_Work to be completed_.
Could the listing below be reproduced exactly, minus its pictures?

_Stored data_.
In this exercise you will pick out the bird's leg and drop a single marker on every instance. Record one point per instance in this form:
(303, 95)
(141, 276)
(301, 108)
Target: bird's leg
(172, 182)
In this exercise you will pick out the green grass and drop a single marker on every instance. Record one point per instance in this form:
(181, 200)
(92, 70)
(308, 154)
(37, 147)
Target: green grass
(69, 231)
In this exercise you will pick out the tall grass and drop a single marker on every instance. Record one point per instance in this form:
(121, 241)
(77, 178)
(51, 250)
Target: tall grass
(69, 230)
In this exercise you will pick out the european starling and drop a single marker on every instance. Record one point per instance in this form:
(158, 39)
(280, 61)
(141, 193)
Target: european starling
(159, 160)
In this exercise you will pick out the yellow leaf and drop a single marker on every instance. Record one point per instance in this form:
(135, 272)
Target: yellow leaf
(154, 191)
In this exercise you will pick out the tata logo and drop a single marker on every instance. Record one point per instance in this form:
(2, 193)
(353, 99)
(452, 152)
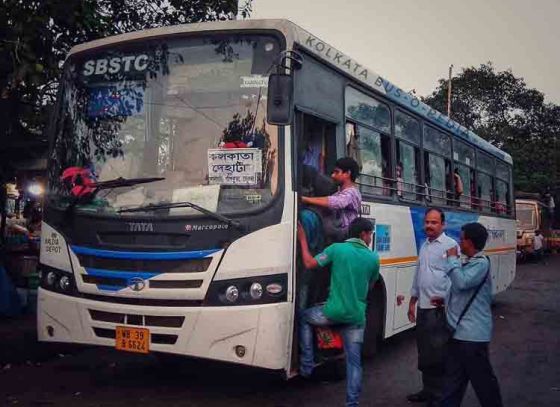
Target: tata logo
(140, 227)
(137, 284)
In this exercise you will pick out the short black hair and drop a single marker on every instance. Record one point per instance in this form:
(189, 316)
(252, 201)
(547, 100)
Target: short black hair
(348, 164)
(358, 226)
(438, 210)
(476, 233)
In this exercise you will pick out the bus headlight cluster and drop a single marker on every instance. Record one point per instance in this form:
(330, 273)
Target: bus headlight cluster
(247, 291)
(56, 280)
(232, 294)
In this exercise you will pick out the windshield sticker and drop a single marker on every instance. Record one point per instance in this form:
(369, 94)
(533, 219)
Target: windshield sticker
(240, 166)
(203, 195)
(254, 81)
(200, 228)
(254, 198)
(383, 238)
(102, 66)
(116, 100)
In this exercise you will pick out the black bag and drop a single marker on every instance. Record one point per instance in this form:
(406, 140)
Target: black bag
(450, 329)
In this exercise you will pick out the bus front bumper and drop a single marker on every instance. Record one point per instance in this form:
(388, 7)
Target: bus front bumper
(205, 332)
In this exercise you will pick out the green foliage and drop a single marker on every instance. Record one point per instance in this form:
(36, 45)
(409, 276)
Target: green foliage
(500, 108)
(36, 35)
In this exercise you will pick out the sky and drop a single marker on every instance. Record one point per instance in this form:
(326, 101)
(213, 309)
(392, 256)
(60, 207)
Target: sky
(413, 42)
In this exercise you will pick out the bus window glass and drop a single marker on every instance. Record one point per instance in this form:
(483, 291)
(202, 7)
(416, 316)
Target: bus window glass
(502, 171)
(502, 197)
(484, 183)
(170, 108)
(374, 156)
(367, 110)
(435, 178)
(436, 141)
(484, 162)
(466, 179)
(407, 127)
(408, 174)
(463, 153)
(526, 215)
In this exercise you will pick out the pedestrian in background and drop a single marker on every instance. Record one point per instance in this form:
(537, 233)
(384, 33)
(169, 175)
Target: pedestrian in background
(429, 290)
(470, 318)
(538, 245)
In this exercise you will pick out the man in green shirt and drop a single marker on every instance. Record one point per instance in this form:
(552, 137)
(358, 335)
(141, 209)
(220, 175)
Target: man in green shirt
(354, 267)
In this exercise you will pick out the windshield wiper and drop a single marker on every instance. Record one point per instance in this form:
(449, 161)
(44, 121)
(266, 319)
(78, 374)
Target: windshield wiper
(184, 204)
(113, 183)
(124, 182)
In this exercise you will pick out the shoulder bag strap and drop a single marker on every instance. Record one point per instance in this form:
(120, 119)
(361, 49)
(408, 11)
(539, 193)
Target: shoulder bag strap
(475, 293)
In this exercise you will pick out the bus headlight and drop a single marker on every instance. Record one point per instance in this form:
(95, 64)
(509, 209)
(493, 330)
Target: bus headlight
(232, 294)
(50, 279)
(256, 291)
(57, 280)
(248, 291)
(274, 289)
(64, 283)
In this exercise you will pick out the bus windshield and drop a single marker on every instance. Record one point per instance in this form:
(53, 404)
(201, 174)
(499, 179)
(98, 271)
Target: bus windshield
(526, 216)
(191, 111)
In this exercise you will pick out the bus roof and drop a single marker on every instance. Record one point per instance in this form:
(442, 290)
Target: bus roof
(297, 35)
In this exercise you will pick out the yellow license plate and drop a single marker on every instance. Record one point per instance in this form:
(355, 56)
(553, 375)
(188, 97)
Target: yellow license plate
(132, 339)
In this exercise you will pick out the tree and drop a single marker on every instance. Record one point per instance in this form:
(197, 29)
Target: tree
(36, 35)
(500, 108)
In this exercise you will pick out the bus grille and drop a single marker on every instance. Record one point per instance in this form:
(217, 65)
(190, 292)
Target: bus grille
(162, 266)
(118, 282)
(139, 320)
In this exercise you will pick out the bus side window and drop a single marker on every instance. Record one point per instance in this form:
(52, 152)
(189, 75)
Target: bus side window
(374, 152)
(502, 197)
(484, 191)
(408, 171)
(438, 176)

_Written solution_.
In this exercise you will pick out the bird's leg and drop a single marker on every instance. Record one point per instance in this form:
(303, 95)
(141, 276)
(301, 108)
Target: bird's leg
(172, 182)
In this exercise you will pick out the green grass and drop a single marker on every instance. Record one point per instance in this form:
(181, 200)
(92, 70)
(308, 154)
(37, 147)
Target: green grass
(69, 231)
In this exercise you will pick out the tall grass and drop a single marker on every instance. Record one point per instance in this form:
(121, 241)
(77, 178)
(51, 250)
Target: tall grass
(69, 230)
In this exercise you will pick out the european starling and drop a single marker on every instance. Record one point per instance in this form:
(158, 39)
(280, 61)
(141, 193)
Target: european starling
(159, 160)
In this exercise you will pick out the yellow leaf and drop a single marker on every instance. Record one point per instance in this form:
(135, 272)
Target: yellow leaf
(154, 191)
In this exercise you will pick out the tata logo and drop a single marker on every instance. Record one point per instance in this form:
(2, 193)
(353, 99)
(452, 152)
Target: tata logo
(140, 227)
(137, 284)
In this exercise you will pick out the short black hair and drop a single marker on every instance. Record one point per instance in this form:
(189, 316)
(252, 201)
(547, 100)
Target: short black hair
(348, 164)
(358, 226)
(438, 210)
(476, 233)
In this exercise you will pick out the bus headlight cluster and drop a single marker on every instance. Record one point per instance in this form:
(330, 273)
Target: bus headlight cluster
(247, 291)
(56, 280)
(232, 294)
In this exercise you will pick out the windshield sticker and drop a single marker on every instance. Record one point per instance in this form:
(369, 94)
(533, 219)
Target: windshield sticker
(240, 166)
(203, 195)
(254, 81)
(200, 228)
(254, 198)
(383, 238)
(102, 66)
(116, 100)
In this exercise you will pick out the black bag and drop a single marker on every instance. Record one point per instance in this form:
(406, 140)
Target: black bag
(450, 329)
In this exercise you will pick out the bus front bumper and drop a single marker on every instance. Record one point per instance in this form:
(388, 7)
Target: bus front bumper
(205, 332)
In this exercise you will pick out the green foliage and drop a single marker on every instance. Record one point per instance in this form:
(36, 45)
(409, 276)
Target: green foliage
(500, 108)
(36, 35)
In this exercise you will pick out the sky and drop a single marker on every instance. Record one point per instance in this form:
(326, 101)
(213, 309)
(392, 256)
(60, 207)
Target: sky
(413, 42)
In this exercise you will pick out the bus window glass and drop a single marker on every instance. Record one point per instance in this form:
(483, 291)
(202, 7)
(416, 316)
Target: bus window glass
(502, 171)
(502, 197)
(484, 183)
(170, 108)
(374, 156)
(367, 110)
(435, 178)
(436, 141)
(484, 162)
(466, 179)
(407, 127)
(408, 174)
(463, 153)
(526, 215)
In this exercise you will pick out the pedestrian in background and drop a single marker on every instance. Record one point per instance in this form:
(537, 233)
(384, 33)
(169, 175)
Target: pedestrian in background
(429, 290)
(470, 318)
(538, 245)
In this exercise you will pick out the man in green shirt and drop a single marker on every instance. Record one point per instance in this form:
(552, 137)
(358, 335)
(141, 209)
(220, 175)
Target: man in green shirt
(354, 267)
In this exercise you will pick out the windshield wiper and drop a single marker on every instance. Record one point per instance in this form:
(449, 161)
(44, 121)
(266, 319)
(78, 374)
Target: windshield wiper
(184, 204)
(113, 183)
(124, 182)
In this exercise you will pick out the shoulder bag strap and drop a single marker on every instance. Record one point per instance in this form:
(120, 119)
(361, 49)
(408, 11)
(539, 193)
Target: shoulder bag strap
(475, 293)
In this exercise you will pick out the bus headlight and drop a single marker on every instance. Record one point per instance in this form:
(95, 64)
(509, 209)
(493, 330)
Target: bus headlight
(232, 294)
(50, 279)
(256, 291)
(57, 280)
(248, 291)
(274, 289)
(64, 283)
In this exercise you will pick out the bus windshield and drop a single marker on every instance. Record one point per instance in this form:
(53, 404)
(201, 174)
(499, 179)
(98, 271)
Target: bus windshield
(526, 216)
(191, 111)
In this exercise you will pick out the bus roof and drop a single marker on every instance. Record one point per instance in this form:
(442, 290)
Target: bus roof
(297, 35)
In this exercise you will pick out the yellow license plate and drop a single marker on every instance. Record one point per instance in this form:
(355, 56)
(553, 375)
(188, 97)
Target: yellow license plate
(132, 339)
In this exercise you will pick out the tree and drop a single marker on every instance. Record one point per instance in this form:
(197, 29)
Target: tree
(36, 35)
(500, 108)
In this exercise you will pick out the bus grille and drop a single marker on every instance. Record one point per instance in this form:
(217, 65)
(190, 292)
Target: bus grille
(162, 266)
(118, 282)
(139, 320)
In this exercise you will pick out the bus side window and drop a single marker on every instance. Record one point per instance in this form:
(52, 152)
(189, 75)
Target: bus side window
(374, 152)
(502, 197)
(484, 191)
(408, 171)
(438, 176)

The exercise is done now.